======== PROVIDED MATERIAL ========

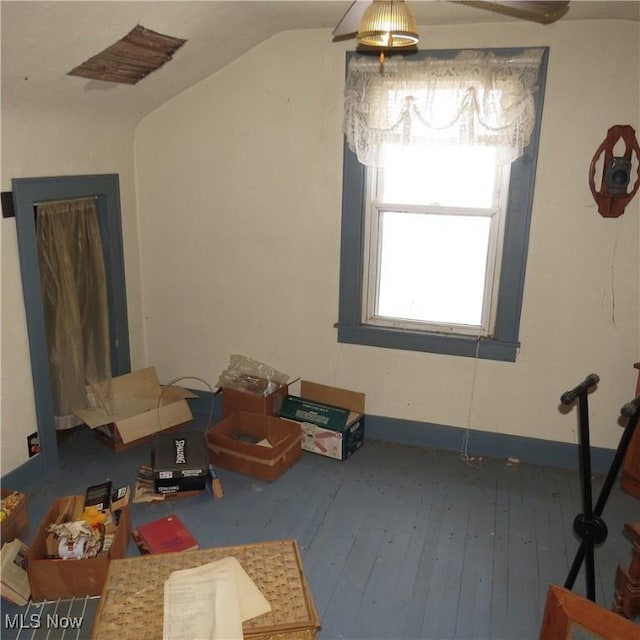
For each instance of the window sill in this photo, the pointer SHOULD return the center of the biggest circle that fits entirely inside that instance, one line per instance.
(454, 345)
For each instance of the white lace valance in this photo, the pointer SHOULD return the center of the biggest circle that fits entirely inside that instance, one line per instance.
(476, 98)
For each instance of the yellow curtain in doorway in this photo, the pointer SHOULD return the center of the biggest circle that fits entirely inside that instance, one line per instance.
(75, 303)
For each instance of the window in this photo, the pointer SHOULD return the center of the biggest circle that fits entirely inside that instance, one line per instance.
(435, 232)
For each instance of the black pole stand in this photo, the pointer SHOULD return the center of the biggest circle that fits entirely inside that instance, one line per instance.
(589, 525)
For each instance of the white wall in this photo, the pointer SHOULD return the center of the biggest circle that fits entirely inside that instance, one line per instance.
(239, 198)
(37, 144)
(236, 248)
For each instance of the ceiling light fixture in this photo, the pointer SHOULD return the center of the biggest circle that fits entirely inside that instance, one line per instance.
(388, 24)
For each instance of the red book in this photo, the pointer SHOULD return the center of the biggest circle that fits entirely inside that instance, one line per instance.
(164, 535)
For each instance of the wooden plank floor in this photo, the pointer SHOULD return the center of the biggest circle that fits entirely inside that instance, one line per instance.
(397, 542)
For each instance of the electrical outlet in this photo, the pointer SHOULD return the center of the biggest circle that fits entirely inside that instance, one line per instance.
(33, 443)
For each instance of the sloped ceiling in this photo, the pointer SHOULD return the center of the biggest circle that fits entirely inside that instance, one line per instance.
(42, 41)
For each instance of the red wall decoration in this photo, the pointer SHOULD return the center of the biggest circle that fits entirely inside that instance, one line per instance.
(614, 194)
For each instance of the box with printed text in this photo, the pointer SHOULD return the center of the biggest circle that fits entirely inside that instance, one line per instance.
(332, 419)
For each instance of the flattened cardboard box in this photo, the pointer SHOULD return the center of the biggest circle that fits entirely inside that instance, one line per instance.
(332, 419)
(140, 406)
(51, 579)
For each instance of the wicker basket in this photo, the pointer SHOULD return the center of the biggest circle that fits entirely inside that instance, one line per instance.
(132, 600)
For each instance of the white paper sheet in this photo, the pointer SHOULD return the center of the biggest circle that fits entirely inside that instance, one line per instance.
(210, 602)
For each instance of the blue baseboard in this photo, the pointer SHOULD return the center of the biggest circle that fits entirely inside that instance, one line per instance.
(484, 443)
(424, 434)
(474, 443)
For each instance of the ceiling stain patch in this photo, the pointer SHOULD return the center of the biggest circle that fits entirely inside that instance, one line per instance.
(131, 59)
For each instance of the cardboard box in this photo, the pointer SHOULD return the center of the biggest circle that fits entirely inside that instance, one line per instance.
(332, 419)
(234, 400)
(141, 407)
(51, 579)
(179, 461)
(237, 443)
(16, 522)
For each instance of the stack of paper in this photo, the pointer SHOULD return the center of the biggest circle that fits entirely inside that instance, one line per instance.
(210, 602)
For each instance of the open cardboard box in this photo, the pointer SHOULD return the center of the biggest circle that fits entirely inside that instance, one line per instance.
(277, 446)
(140, 408)
(235, 400)
(51, 579)
(332, 419)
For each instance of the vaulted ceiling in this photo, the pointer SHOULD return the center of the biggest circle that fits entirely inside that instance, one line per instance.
(42, 41)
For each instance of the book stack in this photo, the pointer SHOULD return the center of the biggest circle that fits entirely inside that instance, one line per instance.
(165, 535)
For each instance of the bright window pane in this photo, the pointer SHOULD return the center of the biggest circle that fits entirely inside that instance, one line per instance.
(439, 175)
(433, 267)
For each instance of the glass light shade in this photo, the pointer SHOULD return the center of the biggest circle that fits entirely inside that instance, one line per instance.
(388, 24)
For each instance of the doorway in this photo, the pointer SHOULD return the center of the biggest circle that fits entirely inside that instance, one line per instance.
(27, 193)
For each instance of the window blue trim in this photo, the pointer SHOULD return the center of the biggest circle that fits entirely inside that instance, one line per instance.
(504, 344)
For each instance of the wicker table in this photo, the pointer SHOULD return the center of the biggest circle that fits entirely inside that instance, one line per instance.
(132, 599)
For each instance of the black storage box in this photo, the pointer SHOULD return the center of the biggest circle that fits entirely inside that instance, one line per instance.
(180, 461)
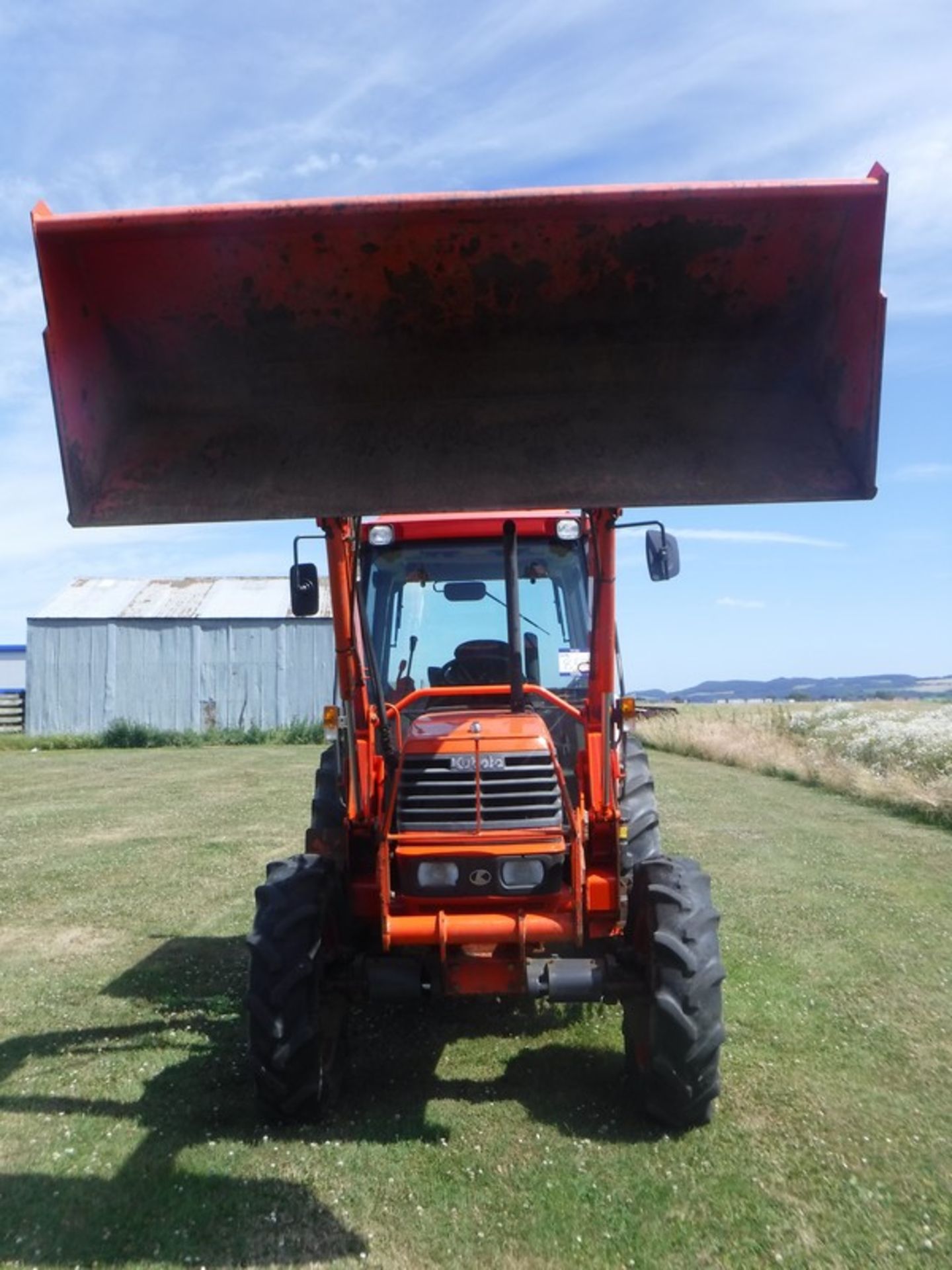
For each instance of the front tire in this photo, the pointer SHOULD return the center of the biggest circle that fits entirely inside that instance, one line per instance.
(673, 1034)
(298, 1020)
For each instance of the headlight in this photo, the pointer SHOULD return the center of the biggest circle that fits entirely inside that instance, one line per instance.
(568, 531)
(438, 873)
(522, 874)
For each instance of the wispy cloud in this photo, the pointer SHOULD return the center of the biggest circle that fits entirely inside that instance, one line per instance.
(924, 472)
(797, 540)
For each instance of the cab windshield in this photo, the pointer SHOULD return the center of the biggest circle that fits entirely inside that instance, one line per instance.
(437, 614)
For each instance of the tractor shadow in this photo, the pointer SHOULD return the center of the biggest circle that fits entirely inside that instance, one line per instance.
(397, 1052)
(151, 1208)
(154, 1209)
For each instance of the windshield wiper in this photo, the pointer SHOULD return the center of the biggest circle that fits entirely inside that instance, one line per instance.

========

PROBLEM DETAILS
Each line above must be set down exactly, though no picture should be carried over.

YOUR RESPONSE
For each instance of the window sill in this photo, the pointer SHOULD return the center of the biggest circle that fits entirely inside that instance, one line per instance.
(454, 345)
For each instance of the white lace valance in this photo, the pointer SHOULD return the center of the biggest circle that fits entirely inside that instance, one line per instance.
(476, 98)
For each instance of the yellow curtain in doorway in this photo, the pointer SHOULD return the center of the biggest circle that fits entirely inside that instance, one line per instance.
(75, 303)
For each instance of the window in this photo, the pointer SHOULD return the center of the biggest circle that fits entirely inside that instance, one line per instance.
(435, 232)
For each instance of the black pole stand in this photo, the pointer SHOULD return the center of the biggest circle that fits entirely inside that instance, one line per instance.
(589, 525)
For each instance of the white wall in this photo, the pointer SHOULD return the center of the biggest circle that fits entirely inside that instance, one line per instance.
(239, 198)
(37, 144)
(236, 248)
For each instance of the ceiling light fixture in this photo, the pointer SHOULD return the center of the biggest circle that fits entirely inside that instance, one line per instance.
(388, 24)
For each instance of the red book in this photo, the pointer SHOULD return the center of the biggest circle that fits entirely inside that instance, one line per instance.
(164, 535)
For each instance of the wooden plank floor in this photo, the pointer SHOULD return the center of the biggest circle that fits entirely inside that instance, one line per instance.
(397, 542)
For each instance of the electrical outlet in this photo, the pointer SHOULD return the center of the biggest circle that fits entirely inside that instance, one line per instance.
(33, 443)
For each instance of the sloped ceiling in this photo, the pointer SHOULD return the center of the biggest circle that fits entirely inside that instance, one line per instance.
(42, 41)
For each instance of the red wall decoration in this photo, the pointer SHOULD return the center of the biggest circle that fits entirely inside that instance, one line per instance.
(614, 194)
For each instance of the box with printed text in this photo, the pointer SHOULD return the center of the biggest circle that fits entirely inside that instance, one line per instance.
(332, 419)
For each instance of the flattened cardboard box in this photo, the pointer SHOULD return the center of the biggest circle that fits entirely inside that instance, one line per instance.
(332, 419)
(140, 406)
(51, 579)
For each instance of the wicker basket in this photo, the pointer SHOULD return the center of the biggest circle that fits entirely inside that instance, one line per instance.
(132, 600)
For each instance of the white paper sheet in this photo, the pointer SHOULD return the center of the biggest circle that fits entirely inside that instance, one line per instance.
(210, 602)
For each instance of the blue baseboard in this photo, the pointer SHOULD return the center of the biggest circle that fits entirely inside that instance, one line per instance.
(484, 443)
(424, 434)
(474, 443)
For each instance of the ceiling stain patch in this photo, the pointer SHOULD return the center of the biggest circle that fits entirely inside that instance, one line per instance.
(131, 59)
For each instance of the cardboard box in this photo, the pointer SHOULD return the center of the biggest circle that fits entirely inside that instance, one line per instance.
(332, 419)
(234, 400)
(141, 407)
(51, 579)
(179, 461)
(237, 443)
(16, 522)
For each instance of the stack of paper in this photo, the pointer SHOULD return the center of the biggest circle that fits entirely inside that instance, one line per instance.
(210, 602)
For each instance of the open cardboard box in this photo, the pointer SHOULD return the center of the biggest circle that fits entirely inside that instance, one line per instance.
(277, 446)
(140, 408)
(235, 400)
(51, 579)
(332, 419)
For each instance of the vaulted ceiling in this photo, the pointer SHOULD return the center of the biggest circle that fits entirely inside that instance, one line per instance.
(42, 41)
For each instance of the book stack in this photo, the pointer SHOULD return the center of the biggest circle that fits entirely inside that instance, one line per instance.
(165, 535)
For each instance of the bright window pane in this photo, the pointer SHOULD return the center of the biggest circle that fits entirely inside that instance, one line per instance.
(439, 175)
(433, 267)
For each instance of the glass light shade in this photo, the pointer SHOULD return the center of the biggest circle that fits entirely inside that instance, one line per instance.
(388, 24)
For each instance of the doorway in this photo, the pointer SHOULD return the center of the biggest circle that fits entirely inside that instance, one line per instance.
(27, 193)
For each instance of the window blue trim in this photo, the pointer SHOULD return the center of the biggest circle that fits entirely inside that instance, one line per instance.
(504, 344)
For each instance of the wicker table in this photo, the pointer SHOULD return the center of the biggest circle that fits entirely inside that instance, one line per instance.
(132, 599)
For each instance of the black storage box in this photo, the pointer SHOULD return the center of the biggest circle that fits entirely inside that instance, one line per instance.
(180, 461)
For each instance of the front tire in this photo, the pointer SHOULD return the center of the biggest circle that fits entirely inside that instance, one line per instance.
(673, 1034)
(298, 1020)
For each instance of the headlight in this photo, the pointer SHOULD return the center of the biggest circle that fits entirely inside that instance, one line per instance.
(568, 531)
(438, 873)
(522, 874)
For each instance of the wispy cloud in this photo, the pointer SHOULD return the center of the biggest circle that fits entirely inside that instance, one line per instance.
(924, 472)
(797, 540)
For each instance of the cab windshield in this photo, the pointer SHOULD return the center of the biggest circle that fits entirely inside that instance, one line per instance.
(437, 614)
For each instance of the tractor shadow in this photo, the pointer SHOULD return the center of the biggest circle that fits entirely inside that instance, one line per instance.
(397, 1052)
(151, 1208)
(154, 1209)
For each instance of the windshield wiper in this photo, the pointer SHOULD return the center of the biggest circle that fits entirely inside that instance, one line per instance.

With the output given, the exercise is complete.